Set exercise 1:
In the budget article, who raised the recession threat?
Set exercise 2:
Decide whether each statement agrees with the budget article. Answer yes or no, and quote the deciding words. (a) The Guardian's roundtable with the Vice President took place in September. (b) The Federal Ministry of Finance alone flagged off the 2016 Budget preparation. (c) Osinbajo said the budget would check wastage through a zero budgeting strategy.
Set exercise 3:
Reproduce a passage of the budget article word for word. Begin at the words "WHEN in September, The" and stop after "Mr. Godwin Emefile.".

Text to read:
-- begin --
Saturday 28 November 2015

BUDGET PREPARATION, MOVING AGAINST TRAFFIC, AS OFFICIALS STRUGGLE TO PRODUCE MTEF


• Already In Default Of The Fiscal Responsibility Act Provisions
• Officials Maintain Sealed Lips

WHEN in September, The Guardian engaged Nigeria’s Vice
President, Prof. Yemi Osinbajo, in a roundtable on Nigeria’s
economy, focusing largely on the President Muhammadu
Buhari’s Economic Blueprint and the 2016 Federal Government
Budget, he reeled out plans by the administration to rein in the
much hyped recession threat raised by the Central Bank of
Nigeria (CBN) Governor, Mr. Godwin Emefile.
Osinbajo equally spoke on how the 2016 Budget preparation,
which he said, had been flagged off by the National Planning
Commission, in conjunction with the Budget Office of the
Federation and the Federal Ministry of Finance. He was
unequivocal in his statement that the budget would check
wastage in public finance management through the novel zero
budgeting strategy so that scarce resources can be deployed to
providing services to lift millions of Nigerians from the poverty
trap.
-- end --
Material:
-- begin --
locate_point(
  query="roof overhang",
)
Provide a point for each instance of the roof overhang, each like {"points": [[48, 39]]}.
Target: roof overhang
-- end --
Task solution 1:
The Central Bank of Nigeria (CBN) Governor, Mr. Godwin Emefile.

Task solution 2:
(a) Yes: "WHEN in September, The Guardian engaged Nigeria’s Vice President, Prof. Yemi Osinbajo, in a roundtable"
(b) No: "flagged off by the National Planning Commission, in conjunction with the Budget Office of the Federation and the Federal Ministry of Finance"
(c) Yes: "the budget would check wastage in public finance management through the novel zero budgeting strategy"

Task solution 3:
WHEN in September, The Guardian engaged Nigeria’s Vice
President, Prof. Yemi Osinbajo, in a roundtable on Nigeria’s
economy, focusing largely on the President Muhammadu
Buhari’s Economic Blueprint and the 2016 Federal Government
Budget, he reeled out plans by the administration to rein in the
much hyped recession threat raised by the Central Bank of
Nigeria (CBN) Governor, Mr. Godwin Emefile.